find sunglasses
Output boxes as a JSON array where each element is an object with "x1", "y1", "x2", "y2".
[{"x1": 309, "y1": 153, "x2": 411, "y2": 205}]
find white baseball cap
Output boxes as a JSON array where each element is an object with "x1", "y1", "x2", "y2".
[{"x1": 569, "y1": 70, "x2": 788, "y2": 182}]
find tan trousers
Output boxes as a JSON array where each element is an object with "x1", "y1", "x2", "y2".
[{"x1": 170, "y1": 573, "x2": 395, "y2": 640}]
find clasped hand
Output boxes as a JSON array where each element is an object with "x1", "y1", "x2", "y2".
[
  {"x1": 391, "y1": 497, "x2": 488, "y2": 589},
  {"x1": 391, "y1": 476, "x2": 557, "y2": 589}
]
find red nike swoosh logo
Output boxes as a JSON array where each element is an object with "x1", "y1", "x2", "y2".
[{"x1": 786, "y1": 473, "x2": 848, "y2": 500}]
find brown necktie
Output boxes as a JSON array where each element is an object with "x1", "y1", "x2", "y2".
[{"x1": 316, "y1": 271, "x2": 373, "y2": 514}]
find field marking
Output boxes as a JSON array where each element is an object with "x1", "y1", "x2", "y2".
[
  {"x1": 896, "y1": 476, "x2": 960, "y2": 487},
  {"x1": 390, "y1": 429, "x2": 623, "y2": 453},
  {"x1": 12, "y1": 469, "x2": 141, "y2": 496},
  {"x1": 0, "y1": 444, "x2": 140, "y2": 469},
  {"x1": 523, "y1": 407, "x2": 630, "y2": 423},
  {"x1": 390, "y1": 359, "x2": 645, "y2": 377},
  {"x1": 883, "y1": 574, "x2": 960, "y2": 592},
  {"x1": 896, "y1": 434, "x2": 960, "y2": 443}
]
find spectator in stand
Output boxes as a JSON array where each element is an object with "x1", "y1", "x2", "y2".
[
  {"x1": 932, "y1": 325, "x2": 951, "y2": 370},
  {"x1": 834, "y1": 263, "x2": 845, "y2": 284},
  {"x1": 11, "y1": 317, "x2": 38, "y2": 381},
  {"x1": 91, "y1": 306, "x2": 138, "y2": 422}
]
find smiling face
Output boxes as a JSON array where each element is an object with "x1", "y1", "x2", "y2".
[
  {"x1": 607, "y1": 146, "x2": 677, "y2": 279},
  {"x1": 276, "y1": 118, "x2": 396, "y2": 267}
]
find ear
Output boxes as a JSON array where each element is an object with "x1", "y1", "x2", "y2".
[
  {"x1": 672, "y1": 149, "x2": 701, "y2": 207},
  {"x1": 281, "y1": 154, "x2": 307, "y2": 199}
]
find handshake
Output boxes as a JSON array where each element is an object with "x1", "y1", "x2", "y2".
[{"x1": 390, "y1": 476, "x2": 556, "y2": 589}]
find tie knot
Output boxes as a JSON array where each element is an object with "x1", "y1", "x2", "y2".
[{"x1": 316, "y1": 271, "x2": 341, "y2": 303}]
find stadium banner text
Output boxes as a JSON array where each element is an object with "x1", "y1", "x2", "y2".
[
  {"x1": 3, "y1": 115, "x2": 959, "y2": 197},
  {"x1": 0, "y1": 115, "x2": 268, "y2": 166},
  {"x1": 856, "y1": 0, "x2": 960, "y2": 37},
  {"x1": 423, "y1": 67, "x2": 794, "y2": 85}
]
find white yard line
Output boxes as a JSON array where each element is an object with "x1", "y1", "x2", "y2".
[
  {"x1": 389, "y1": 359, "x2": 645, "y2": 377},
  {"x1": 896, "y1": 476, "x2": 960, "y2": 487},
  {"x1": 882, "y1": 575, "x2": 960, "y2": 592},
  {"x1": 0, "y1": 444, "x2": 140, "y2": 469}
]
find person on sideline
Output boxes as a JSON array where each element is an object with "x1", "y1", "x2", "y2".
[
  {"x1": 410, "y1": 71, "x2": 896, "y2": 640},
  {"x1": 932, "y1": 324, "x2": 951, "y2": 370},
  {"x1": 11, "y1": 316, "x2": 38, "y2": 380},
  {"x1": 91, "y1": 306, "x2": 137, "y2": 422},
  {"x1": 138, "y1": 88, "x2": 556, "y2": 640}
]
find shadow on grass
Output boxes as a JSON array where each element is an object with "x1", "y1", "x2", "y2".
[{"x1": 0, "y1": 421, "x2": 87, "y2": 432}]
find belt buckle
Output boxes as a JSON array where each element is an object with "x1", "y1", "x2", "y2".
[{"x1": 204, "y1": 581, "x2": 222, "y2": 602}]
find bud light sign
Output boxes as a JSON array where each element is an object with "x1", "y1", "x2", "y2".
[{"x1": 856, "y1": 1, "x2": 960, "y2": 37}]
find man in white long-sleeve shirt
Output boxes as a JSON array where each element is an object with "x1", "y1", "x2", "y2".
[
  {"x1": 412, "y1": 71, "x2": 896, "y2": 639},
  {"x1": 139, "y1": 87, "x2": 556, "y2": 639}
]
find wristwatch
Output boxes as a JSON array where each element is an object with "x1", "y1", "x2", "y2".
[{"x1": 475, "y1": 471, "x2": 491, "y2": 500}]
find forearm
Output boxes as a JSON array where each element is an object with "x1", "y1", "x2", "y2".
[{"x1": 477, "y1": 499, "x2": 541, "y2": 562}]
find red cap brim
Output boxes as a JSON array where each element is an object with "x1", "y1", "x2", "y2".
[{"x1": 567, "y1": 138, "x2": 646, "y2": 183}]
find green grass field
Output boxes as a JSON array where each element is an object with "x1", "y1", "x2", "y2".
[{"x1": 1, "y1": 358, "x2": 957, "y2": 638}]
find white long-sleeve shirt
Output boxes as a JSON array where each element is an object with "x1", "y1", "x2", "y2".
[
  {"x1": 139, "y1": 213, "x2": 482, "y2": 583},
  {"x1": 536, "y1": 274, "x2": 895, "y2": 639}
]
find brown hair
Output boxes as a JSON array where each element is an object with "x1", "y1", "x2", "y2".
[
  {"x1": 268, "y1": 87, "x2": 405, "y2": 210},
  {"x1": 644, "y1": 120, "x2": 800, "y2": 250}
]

***

* What you will do *
Tally, across the records, each line that contains the word "sleeve", and answer with nothing except the count.

* Solution below *
2